Aim of the exercise: Copy out the line that contains "Query: metal chair frame" and the lines after it through the final one in the entries below, exactly, with no other lines.

START Exercise data

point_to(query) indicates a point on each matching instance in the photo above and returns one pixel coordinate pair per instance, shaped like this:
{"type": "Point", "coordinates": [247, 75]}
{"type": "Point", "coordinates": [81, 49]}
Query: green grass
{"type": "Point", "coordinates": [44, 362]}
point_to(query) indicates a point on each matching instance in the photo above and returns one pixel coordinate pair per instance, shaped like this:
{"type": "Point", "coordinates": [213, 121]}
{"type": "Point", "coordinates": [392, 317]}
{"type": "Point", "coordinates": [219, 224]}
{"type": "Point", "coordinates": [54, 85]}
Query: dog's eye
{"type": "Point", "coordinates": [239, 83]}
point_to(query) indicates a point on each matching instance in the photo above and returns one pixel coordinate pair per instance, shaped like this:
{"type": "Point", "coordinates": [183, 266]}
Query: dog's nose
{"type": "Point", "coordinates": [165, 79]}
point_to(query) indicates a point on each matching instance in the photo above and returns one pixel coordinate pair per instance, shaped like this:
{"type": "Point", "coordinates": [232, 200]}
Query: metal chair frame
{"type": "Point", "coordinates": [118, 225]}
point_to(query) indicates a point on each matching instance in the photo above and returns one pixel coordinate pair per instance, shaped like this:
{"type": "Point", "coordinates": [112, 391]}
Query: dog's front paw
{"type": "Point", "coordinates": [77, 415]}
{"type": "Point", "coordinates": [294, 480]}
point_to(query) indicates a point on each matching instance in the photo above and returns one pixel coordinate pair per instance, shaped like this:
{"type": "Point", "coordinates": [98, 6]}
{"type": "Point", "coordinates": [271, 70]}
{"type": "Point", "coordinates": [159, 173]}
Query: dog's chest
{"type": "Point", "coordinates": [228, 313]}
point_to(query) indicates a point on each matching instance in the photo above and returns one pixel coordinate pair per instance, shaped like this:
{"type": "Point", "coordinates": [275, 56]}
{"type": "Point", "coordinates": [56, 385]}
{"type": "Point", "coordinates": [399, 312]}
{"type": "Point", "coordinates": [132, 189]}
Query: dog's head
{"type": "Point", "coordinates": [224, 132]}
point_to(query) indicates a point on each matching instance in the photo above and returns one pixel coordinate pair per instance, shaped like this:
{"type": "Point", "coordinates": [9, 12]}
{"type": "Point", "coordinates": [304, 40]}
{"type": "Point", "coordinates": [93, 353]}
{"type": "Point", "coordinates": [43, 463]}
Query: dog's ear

END Exercise data

Answer area:
Query: metal chair frame
{"type": "Point", "coordinates": [118, 225]}
point_to(query) indicates a point on each matching instance in the photo above and returns one pixel coordinate pair per instance, shaped like this:
{"type": "Point", "coordinates": [112, 391]}
Query: dog's front paw
{"type": "Point", "coordinates": [77, 415]}
{"type": "Point", "coordinates": [294, 480]}
point_to(query) indicates a point on each matching instance in the photo above and returns one pixel coordinate pair per instance, shaped like this:
{"type": "Point", "coordinates": [98, 6]}
{"type": "Point", "coordinates": [271, 70]}
{"type": "Point", "coordinates": [159, 173]}
Query: dog's chest
{"type": "Point", "coordinates": [228, 313]}
point_to(query) indicates a point on each matching instance in the photo above and returns one pixel coordinate pair per instance, shaped like this:
{"type": "Point", "coordinates": [275, 56]}
{"type": "Point", "coordinates": [56, 385]}
{"type": "Point", "coordinates": [399, 312]}
{"type": "Point", "coordinates": [132, 189]}
Query: dog's head
{"type": "Point", "coordinates": [224, 132]}
point_to(query) indicates a point on each matching instance in the photo above and returns one pixel coordinate pair per instance, shaped like this:
{"type": "Point", "coordinates": [9, 12]}
{"type": "Point", "coordinates": [304, 40]}
{"type": "Point", "coordinates": [93, 353]}
{"type": "Point", "coordinates": [43, 463]}
Query: dog's ear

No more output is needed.